§ SET EXERCISE
Rewrite the records below as a numbered list, with blank lines left out, covering everything from the line containing "# test: locate the can with pull" down to the end of the records.

§ EXERCISE INPUTS
------------------------

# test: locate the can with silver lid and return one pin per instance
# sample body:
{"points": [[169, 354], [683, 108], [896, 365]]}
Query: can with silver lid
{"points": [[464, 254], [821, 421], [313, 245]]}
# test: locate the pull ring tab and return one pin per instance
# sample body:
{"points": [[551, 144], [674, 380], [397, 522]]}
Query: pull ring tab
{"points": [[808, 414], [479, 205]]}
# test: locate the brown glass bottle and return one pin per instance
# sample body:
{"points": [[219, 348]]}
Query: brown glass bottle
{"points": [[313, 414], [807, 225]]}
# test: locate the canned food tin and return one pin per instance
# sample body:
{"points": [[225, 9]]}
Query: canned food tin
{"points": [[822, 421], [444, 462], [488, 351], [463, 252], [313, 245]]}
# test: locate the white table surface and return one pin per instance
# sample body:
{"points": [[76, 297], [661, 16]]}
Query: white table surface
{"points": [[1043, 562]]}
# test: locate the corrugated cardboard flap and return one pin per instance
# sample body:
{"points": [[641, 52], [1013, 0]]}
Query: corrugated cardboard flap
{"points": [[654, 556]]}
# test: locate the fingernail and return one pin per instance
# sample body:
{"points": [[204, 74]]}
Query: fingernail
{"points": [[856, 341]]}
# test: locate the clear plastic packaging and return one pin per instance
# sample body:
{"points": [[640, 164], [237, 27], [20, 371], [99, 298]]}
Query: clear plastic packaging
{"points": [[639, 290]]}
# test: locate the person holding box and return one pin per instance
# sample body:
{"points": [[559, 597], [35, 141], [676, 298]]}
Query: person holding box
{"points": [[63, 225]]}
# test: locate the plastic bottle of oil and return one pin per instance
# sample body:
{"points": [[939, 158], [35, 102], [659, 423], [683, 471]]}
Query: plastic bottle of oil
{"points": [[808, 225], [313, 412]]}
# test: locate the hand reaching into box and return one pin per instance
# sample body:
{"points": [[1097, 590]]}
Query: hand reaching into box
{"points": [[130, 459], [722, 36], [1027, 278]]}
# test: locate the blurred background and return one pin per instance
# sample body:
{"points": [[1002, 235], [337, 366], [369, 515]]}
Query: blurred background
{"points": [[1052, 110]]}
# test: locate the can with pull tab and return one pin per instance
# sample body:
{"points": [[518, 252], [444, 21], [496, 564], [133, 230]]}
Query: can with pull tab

------------------------

§ TASK SOLUTION
1. # test: locate the can with pull tab and return one pin per instance
2. # sample body:
3. {"points": [[518, 252], [444, 21], [496, 564], [133, 230]]}
4. Query: can with pull tab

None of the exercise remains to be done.